'''

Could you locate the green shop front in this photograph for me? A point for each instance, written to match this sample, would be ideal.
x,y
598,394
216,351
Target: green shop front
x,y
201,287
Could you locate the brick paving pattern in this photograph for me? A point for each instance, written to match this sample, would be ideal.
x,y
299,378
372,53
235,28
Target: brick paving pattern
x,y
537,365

'''

- [PROBLEM STATEMENT]: All of the material above needs to be copied exactly.

- [OUTPUT OF THE TASK]:
Could you locate the green shop front in this photograph for me? A point for each instance, written to match this sample, would be ideal.
x,y
598,394
216,351
Target: green shop front
x,y
201,287
Could you locate the brick paving pattern in this photograph for me? A point for each instance, written to match this sample, would be ideal.
x,y
299,378
372,53
235,28
Target: brick paving pattern
x,y
537,365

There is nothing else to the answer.